**Excerpted text**.
::::::::::
ASOS has acknowledged the performance marketing elephant in the room
Ben Shepherd
Advertising, marketing + Media. Subscribe to Signal. Currently building what's next.
The comments from ASOS CEO José Antonio Ramos Calamonte last week around the challenges the business is facing due to an over reliance on 'performance media' were the first real public acknowledgements of what is a huge problem from a CEO on the marketing challenges that the majority of the category is facing right now.
ASOS had been allocating 80% of its marketing investment (which for F22 was over 220 million pound) to performance media, and is in a situation now where the more the business scales the bigger the problem gets.
A crude analog for this approach is an athlete deciding to take steroids only until they're able to 'win', with the intent of once they're winning they'll be able to pull back from them and comfortably remain in the lead. But the issue is the reason they're winning is mainly the steroids, so without them they don't know how to. What's worse is, everyone can access the same steroids, so the way to keep winning isn't to stop taking them, it's to take MORE of them!
Calamonte is deciding to take on a critical business issue head on - ASOS's reliance on paying a middleman for traffic. His acknowledgement that the business has underinvested in brand marketing is shorthand for saying that the salience of ASOS in the minds of its target customers is insufficient, and as a result it has to spend most of its resources on renting customers from the large digital platforms.
Renting is a key term here, as it's not accurate to use the term 'acquired'. You're not acquiring customers if a large chunk of them continue to come through you via the digital platforms. And you're not acquiring them if the way to drive a sale more often than not is winning a bid against a competitor for a search term of piece of inventory.
::::::::::
**Input**.
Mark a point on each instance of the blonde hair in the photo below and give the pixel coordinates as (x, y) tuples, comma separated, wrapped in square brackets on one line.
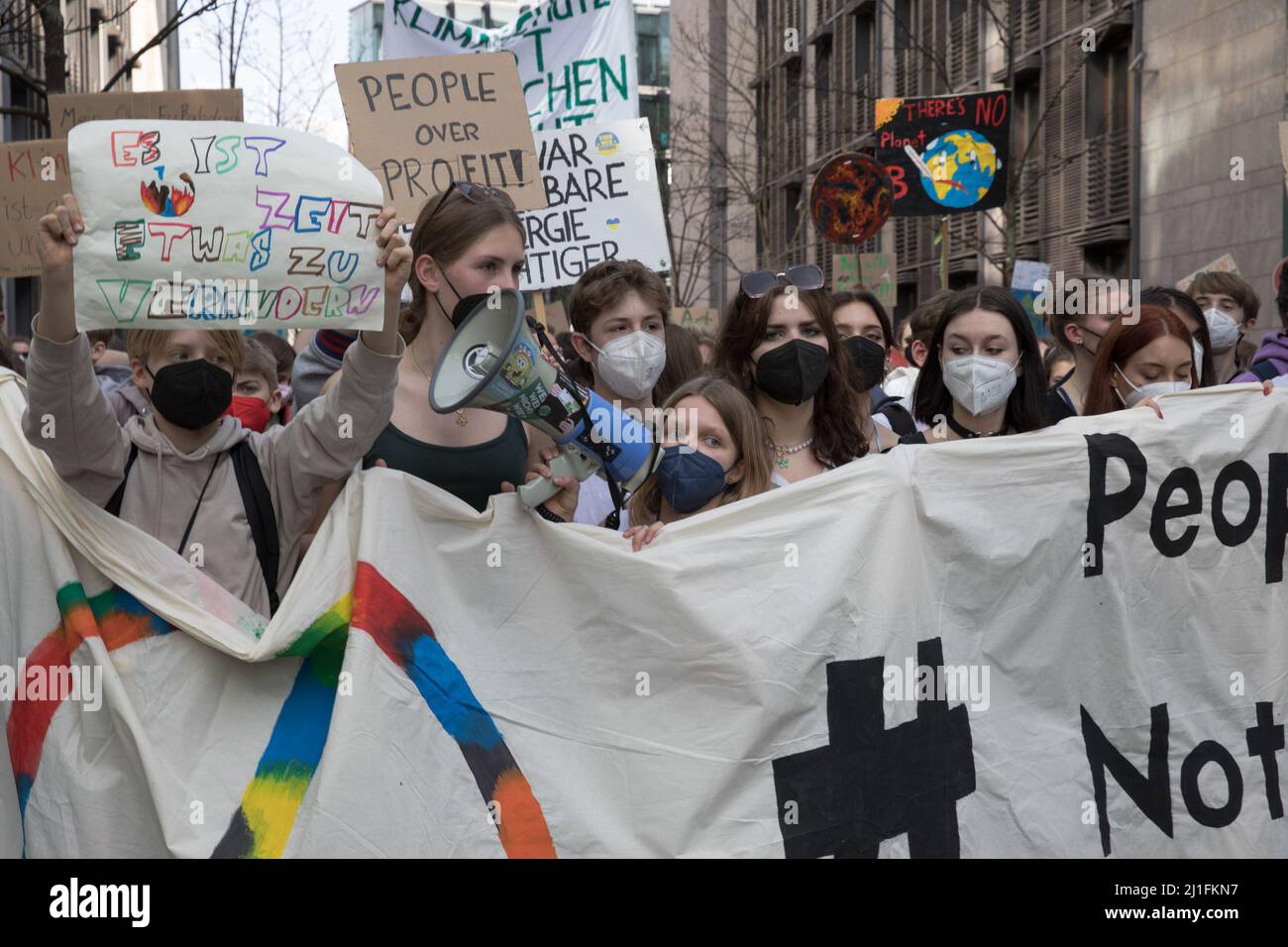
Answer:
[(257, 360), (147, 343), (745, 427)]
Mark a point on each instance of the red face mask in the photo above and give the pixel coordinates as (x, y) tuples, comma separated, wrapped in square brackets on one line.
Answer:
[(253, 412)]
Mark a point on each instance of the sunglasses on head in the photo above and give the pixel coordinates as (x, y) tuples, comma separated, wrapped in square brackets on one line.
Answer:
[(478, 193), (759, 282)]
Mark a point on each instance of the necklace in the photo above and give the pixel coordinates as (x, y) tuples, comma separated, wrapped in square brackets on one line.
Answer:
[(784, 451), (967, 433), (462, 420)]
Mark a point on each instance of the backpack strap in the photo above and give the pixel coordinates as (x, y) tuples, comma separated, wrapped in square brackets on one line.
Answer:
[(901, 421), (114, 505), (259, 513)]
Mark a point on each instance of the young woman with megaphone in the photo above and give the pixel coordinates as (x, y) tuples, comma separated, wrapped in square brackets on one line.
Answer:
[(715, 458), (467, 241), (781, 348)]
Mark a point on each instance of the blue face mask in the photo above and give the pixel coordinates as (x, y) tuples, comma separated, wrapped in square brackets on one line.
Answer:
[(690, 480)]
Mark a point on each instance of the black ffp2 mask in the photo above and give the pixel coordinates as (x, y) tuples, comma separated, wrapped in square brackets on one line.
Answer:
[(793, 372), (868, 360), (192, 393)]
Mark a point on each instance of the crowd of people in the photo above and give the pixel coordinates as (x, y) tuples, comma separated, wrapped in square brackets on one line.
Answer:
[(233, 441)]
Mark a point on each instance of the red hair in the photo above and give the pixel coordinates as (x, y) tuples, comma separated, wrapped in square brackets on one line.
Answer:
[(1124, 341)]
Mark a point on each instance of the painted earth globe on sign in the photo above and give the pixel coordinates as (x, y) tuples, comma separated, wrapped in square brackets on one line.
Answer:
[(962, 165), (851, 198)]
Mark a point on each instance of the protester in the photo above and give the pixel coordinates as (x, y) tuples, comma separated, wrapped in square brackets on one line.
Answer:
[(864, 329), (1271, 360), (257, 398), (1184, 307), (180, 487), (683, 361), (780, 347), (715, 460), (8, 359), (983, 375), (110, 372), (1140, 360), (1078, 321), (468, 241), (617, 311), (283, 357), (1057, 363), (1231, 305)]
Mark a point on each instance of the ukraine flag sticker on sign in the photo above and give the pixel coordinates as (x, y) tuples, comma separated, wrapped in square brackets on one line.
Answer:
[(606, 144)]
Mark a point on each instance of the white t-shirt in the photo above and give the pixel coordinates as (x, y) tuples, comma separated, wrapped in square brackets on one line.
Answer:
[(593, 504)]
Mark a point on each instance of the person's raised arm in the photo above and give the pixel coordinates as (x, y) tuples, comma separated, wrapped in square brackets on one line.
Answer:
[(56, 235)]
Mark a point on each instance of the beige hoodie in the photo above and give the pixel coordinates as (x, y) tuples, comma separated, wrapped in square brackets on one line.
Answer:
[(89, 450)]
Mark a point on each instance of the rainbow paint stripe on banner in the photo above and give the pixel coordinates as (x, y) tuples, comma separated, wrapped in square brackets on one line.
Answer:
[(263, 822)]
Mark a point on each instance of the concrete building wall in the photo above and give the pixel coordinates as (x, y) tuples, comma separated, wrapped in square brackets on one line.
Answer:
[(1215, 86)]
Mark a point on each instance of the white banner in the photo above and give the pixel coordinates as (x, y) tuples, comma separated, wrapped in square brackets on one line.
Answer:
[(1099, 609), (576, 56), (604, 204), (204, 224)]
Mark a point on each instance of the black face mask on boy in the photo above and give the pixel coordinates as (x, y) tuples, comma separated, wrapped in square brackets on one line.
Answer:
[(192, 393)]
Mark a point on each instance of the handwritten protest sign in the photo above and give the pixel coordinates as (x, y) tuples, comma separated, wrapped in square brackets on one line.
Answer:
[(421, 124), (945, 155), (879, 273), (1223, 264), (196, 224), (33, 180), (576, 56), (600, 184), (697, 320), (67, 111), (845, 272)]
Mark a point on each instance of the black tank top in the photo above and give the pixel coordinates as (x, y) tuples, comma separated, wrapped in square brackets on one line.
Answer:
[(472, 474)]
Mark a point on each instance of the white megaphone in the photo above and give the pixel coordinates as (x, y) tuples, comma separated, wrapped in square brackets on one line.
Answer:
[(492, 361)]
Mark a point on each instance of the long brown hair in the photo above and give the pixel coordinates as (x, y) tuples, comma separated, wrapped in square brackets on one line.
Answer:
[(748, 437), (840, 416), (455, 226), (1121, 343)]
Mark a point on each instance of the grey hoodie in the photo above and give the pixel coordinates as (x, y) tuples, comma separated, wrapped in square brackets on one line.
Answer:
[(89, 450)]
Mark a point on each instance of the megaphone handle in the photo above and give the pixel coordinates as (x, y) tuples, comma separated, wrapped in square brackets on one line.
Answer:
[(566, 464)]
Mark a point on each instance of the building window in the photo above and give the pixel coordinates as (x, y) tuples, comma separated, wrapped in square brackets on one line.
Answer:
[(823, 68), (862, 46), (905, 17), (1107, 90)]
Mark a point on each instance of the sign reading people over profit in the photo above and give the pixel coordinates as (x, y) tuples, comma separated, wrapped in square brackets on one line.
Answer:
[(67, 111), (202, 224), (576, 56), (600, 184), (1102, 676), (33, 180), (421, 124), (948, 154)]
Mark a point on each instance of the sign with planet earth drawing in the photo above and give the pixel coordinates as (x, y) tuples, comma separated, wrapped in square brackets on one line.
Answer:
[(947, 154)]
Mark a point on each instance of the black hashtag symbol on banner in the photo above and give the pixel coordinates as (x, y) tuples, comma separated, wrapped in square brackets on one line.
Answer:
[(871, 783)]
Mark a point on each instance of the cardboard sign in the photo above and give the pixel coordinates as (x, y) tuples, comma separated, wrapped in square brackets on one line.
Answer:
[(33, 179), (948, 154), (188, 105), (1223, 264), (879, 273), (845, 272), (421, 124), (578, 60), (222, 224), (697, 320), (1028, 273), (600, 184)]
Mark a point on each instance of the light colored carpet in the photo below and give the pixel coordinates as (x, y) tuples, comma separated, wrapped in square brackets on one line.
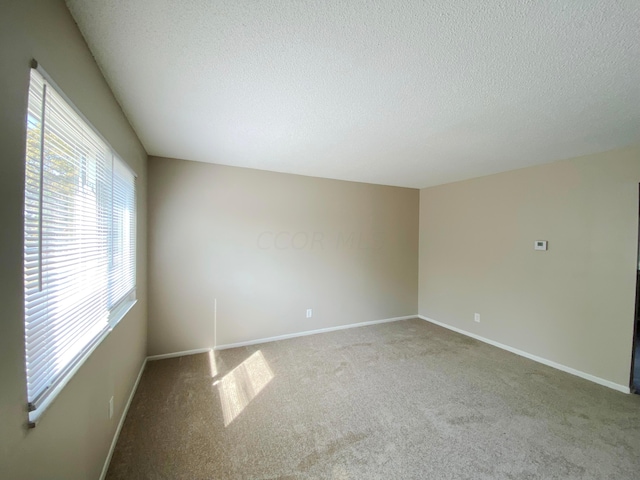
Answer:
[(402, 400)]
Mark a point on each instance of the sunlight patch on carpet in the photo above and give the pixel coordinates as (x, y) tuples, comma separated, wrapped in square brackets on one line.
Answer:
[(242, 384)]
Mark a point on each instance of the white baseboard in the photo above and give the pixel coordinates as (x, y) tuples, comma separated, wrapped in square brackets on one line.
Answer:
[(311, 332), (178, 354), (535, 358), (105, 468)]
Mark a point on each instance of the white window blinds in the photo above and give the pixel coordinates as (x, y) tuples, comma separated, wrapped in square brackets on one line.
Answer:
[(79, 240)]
::::::::::
**Objectives**.
a – Return the stretch of the ASOS article that starts at the words "ASOS had been" and stops after the words "the problem gets.", copied word for word.
b – Recast the lines of the records as a JSON list of strings, one string per line and blank lines omitted. Begin at the line that contains "Mark a point on each instance of the cardboard", stop after the line that contains "273), (600, 184)]", and include both of those lines and nothing outside that range.
The article on ASOS and the records are unrelated to each other.

**Solved tasks**.
a –
ASOS had been allocating 80% of its marketing investment (which for F22 was over 220 million pound) to performance media, and is in a situation now where the more the business scales the bigger the problem gets.

b –
[
  "Mark a point on each instance of the cardboard sign in the photo above and give the pixel coordinates as (x, y) tuples, comma separated, wrapped in square brackets on one line.",
  "Answer:",
  "[(33, 179), (948, 154), (188, 105), (1223, 264), (879, 273), (845, 272), (421, 124), (578, 60), (222, 224), (697, 320), (1028, 273), (600, 184)]"
]